Task prompt: Copy out every one of the following records word for word.

>> begin Records for processing

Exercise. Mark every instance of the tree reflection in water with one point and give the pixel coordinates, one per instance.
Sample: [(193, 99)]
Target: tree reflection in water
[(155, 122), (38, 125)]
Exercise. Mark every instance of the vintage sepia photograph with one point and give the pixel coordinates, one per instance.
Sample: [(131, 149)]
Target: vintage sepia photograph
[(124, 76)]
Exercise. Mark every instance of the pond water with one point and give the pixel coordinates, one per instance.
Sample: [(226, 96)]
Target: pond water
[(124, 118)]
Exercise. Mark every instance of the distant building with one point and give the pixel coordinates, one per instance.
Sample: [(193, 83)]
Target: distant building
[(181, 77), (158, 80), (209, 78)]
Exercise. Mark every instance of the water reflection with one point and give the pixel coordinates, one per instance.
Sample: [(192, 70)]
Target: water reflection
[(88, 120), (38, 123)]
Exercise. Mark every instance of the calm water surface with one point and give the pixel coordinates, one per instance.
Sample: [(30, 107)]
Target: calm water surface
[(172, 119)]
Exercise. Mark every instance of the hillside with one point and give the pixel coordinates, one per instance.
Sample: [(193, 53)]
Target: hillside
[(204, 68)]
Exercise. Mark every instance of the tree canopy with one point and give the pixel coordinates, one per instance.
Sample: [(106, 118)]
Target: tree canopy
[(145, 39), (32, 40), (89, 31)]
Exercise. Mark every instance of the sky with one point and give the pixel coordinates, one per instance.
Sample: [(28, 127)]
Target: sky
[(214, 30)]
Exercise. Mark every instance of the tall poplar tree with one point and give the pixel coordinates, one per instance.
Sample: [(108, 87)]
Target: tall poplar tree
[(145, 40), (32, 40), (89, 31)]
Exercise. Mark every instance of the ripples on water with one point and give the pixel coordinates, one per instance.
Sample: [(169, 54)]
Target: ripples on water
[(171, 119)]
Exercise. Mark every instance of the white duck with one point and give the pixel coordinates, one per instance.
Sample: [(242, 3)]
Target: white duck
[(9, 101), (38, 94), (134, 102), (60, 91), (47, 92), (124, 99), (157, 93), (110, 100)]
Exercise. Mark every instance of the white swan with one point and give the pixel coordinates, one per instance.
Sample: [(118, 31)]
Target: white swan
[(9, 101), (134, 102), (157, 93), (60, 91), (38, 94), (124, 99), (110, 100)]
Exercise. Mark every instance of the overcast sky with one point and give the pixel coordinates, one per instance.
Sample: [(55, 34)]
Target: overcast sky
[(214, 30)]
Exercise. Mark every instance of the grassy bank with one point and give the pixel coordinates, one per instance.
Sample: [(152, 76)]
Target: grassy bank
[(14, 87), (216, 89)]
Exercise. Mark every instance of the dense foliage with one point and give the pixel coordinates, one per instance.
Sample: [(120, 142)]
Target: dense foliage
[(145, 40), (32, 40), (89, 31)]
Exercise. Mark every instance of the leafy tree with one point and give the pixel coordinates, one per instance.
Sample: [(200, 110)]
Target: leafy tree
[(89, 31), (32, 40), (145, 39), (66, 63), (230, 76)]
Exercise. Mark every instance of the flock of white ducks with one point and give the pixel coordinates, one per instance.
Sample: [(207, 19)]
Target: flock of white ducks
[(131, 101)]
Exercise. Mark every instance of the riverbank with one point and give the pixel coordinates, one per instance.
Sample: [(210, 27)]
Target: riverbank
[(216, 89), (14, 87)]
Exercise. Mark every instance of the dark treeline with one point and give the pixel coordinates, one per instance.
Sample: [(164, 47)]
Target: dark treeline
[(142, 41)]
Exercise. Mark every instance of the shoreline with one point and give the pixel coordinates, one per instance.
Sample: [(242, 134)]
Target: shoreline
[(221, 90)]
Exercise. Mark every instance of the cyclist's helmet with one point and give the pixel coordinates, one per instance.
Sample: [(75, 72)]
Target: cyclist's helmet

>> end Records for processing

The response:
Exercise. Mark every instance of the tree reflection in water with one point and give the pixel coordinates, one per instance.
Sample: [(193, 99)]
Target: tree reflection in water
[(155, 122), (38, 125)]
Exercise. Mark every instance of the vintage sepia photograph with one point and give the pixel coordinates, one per instance.
Sample: [(131, 149)]
Target: vintage sepia photograph
[(124, 76)]
Exercise. Mark every instance of the pond water with one point and give the pixel coordinates, one per instance.
Sample: [(226, 96)]
Target: pond water
[(124, 118)]
Exercise. Mark every instance of the distant building with one point and give the pixel coordinates, one per instance.
Sample: [(193, 83)]
Target: distant building
[(181, 77), (158, 80), (209, 78)]
Exercise. Mark every instance of the water reflection with one point and give the pixel coordinates, one per instance.
Sample: [(192, 70)]
Target: water reflection
[(88, 120), (38, 123)]
Exercise. Mark every instance of the calm water surface with one point and give the pixel coordinates, one per instance.
Sample: [(30, 107)]
Target: calm water surface
[(172, 119)]
Exercise. Mark every instance of the hillside with one point and give the pixel coordinates, one per instance.
Sample: [(193, 53)]
Target: hillside
[(204, 68)]
Exercise. Mark every instance of the tree canopy with one point and give the pixel coordinates, one per instance.
Sample: [(106, 118)]
Target: tree canopy
[(145, 39), (32, 40), (89, 31)]
Exercise. Mark every instance of the sky with one point and give the pixel coordinates, one per instance.
Sample: [(28, 127)]
Target: sky
[(214, 30)]
Exercise. Mark every instance of the tall poplar tree with one point and give the pixel coordinates, one per instance.
Sample: [(108, 87)]
Target: tall poplar tree
[(145, 40), (32, 40), (89, 31)]
Exercise. Mark every instance of the ripples on water with one point and give the pixel coordinates, one per instance.
Sample: [(169, 54)]
Target: ripples on water
[(171, 119)]
Exercise. Mark every instance of the white duck with one point and give the pixel coordinates, one per instance.
Sample: [(242, 3)]
Target: white duck
[(9, 101), (38, 94), (134, 102), (60, 91), (47, 92), (124, 99), (157, 93), (110, 100)]
Exercise. Mark every instance of the white swan with one point and give the pixel coordinates, one per instance.
Sample: [(118, 31)]
Target: white swan
[(9, 101), (134, 102), (157, 93), (60, 91), (38, 94), (124, 99), (110, 100)]
Exercise. Mark every instance of the overcast sky with one point and give the pixel coordinates, one per instance.
Sample: [(55, 34)]
Target: overcast sky
[(214, 30)]
Exercise. Mark every instance of the grassy bank with one point and give the pixel coordinates, one per instance.
Sample: [(152, 76)]
Target: grassy bank
[(14, 87), (216, 89)]
Exercise. Mark every instance of the dense foliage with one point and give the pixel coordinates, one per instance.
Sample: [(120, 142)]
Target: dense foliage
[(145, 40), (32, 40), (89, 31)]
Exercise. Mark every instance of the leafy tree with one point and give the pixel coordinates, one per instance.
Sample: [(200, 110)]
Target: leafy tree
[(89, 31), (32, 40), (145, 39), (66, 63), (230, 76)]
Exercise. Mark every instance of the flock of white ducks with one point and give the pixel coordinates, one per instance.
Sample: [(207, 19)]
Target: flock of white ducks
[(131, 101)]
Exercise. Mark every instance of the riverbank with one point and give the pixel coordinates, one per instance.
Sample: [(210, 27)]
Target: riverbank
[(216, 89), (14, 87)]
Exercise. Mark every instance of the dark treeline with one point and give the pixel coordinates, one per instance.
Sample: [(164, 47)]
Target: dark treeline
[(142, 41)]
Exercise. Mark every instance of the shoreline with one point and give the pixel coordinates, one per instance.
Sample: [(242, 134)]
Target: shoreline
[(221, 90)]
Exercise. Mark every instance of the cyclist's helmet with one point and give the pixel coordinates, one per instance.
Sample: [(75, 72)]
Target: cyclist's helmet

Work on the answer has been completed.